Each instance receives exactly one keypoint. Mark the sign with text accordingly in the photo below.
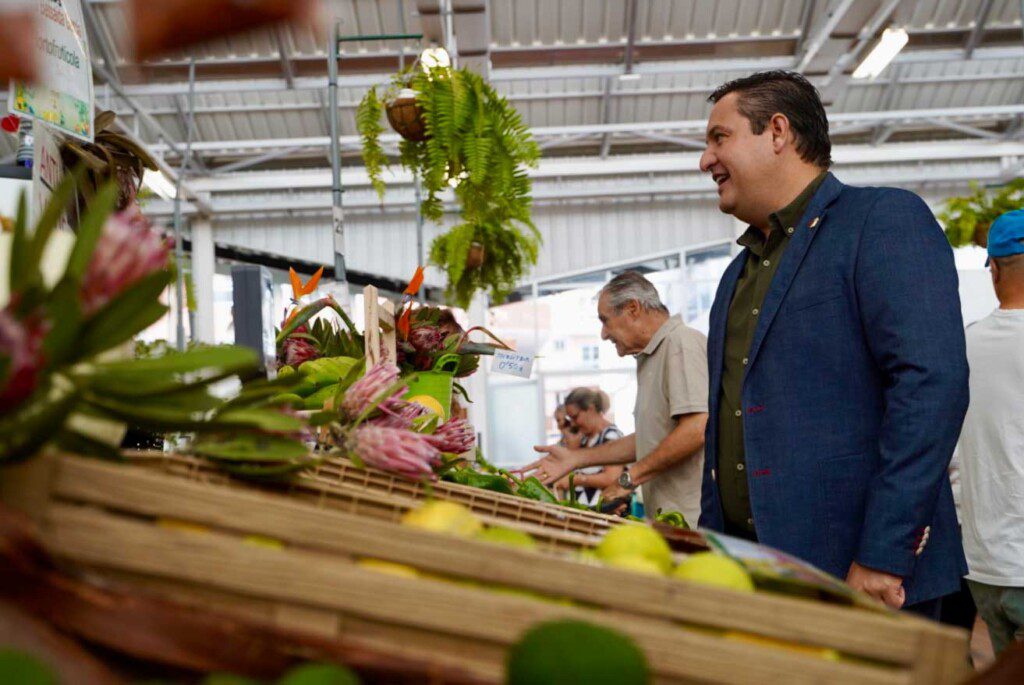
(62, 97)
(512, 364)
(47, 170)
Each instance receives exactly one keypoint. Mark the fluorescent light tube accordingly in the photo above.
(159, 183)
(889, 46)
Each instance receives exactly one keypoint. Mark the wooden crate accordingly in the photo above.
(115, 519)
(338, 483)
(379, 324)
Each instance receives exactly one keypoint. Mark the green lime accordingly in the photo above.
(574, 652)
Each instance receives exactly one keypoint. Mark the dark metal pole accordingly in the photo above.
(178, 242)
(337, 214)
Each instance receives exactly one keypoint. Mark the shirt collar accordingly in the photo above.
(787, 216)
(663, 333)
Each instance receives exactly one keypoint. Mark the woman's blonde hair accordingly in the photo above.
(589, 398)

▶ Aim
Starting with the line that contains "tube accordingly in the photo above.", print each line through the last one in the listing. Include both end lines and add nothing.

▶ Answer to this problem
Each instance receives exactly one keypoint. Mark the fluorescent light tube accordingly in the photo above.
(159, 183)
(889, 46)
Each instance receives exactly one keypoint. Mark the wooden crate accordingly in the photo above.
(115, 519)
(338, 483)
(379, 324)
Each instance receives exactly one keypoint. Mark the green lime accordingly in the photo above.
(574, 652)
Each instance receives exactly one keypoint. Mark the dark metal pole accordingly in the photo above.
(178, 242)
(337, 214)
Each instance receives exactly one keypoint. Mark the shirt collar accordingly in the photo above.
(787, 216)
(663, 333)
Each instance receives exactly one keypoint. Mark the woman's blonde hair accordingly in the photo above.
(589, 398)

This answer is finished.